Some records:

######

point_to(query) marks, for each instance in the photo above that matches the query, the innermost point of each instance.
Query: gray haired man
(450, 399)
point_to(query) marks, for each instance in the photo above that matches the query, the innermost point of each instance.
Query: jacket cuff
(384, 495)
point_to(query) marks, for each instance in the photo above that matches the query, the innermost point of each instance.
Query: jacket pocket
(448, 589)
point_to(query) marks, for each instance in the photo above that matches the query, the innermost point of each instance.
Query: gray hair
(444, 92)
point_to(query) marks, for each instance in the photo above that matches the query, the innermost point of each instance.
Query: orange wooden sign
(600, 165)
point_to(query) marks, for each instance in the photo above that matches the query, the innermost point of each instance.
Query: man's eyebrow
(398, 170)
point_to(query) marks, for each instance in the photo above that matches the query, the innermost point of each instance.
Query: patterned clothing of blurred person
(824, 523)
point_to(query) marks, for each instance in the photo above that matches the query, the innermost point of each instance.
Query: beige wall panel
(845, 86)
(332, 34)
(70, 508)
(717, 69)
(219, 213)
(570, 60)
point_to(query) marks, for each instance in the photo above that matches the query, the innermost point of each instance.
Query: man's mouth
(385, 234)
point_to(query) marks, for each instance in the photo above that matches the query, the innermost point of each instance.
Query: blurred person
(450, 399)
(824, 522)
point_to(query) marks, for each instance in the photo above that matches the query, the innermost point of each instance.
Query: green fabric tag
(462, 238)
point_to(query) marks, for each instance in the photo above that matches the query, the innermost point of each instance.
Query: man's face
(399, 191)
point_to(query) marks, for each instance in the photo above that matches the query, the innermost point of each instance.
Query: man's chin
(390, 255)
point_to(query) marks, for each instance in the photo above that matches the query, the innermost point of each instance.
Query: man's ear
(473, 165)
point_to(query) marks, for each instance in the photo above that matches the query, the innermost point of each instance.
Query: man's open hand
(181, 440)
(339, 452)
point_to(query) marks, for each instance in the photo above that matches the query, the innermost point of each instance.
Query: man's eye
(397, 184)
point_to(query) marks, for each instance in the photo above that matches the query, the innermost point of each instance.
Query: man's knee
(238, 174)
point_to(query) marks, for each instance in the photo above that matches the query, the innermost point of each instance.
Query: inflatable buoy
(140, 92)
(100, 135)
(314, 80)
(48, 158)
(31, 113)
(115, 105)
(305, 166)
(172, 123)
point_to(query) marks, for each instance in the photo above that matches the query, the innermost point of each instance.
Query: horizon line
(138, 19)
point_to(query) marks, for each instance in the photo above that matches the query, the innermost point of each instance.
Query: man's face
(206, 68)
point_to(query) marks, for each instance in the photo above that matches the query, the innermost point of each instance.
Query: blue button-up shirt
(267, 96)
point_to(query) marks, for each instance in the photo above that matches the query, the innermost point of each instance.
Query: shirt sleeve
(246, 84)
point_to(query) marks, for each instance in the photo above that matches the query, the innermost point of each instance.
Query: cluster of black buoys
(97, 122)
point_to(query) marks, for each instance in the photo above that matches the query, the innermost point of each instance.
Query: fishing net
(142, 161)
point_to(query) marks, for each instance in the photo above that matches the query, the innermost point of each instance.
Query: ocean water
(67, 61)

######

- _EXERCISE GOAL_
How many lines of the listing above contain the word "jacket"? Reply with the number alone.

- _RESULT OF THIS EXERCISE_
2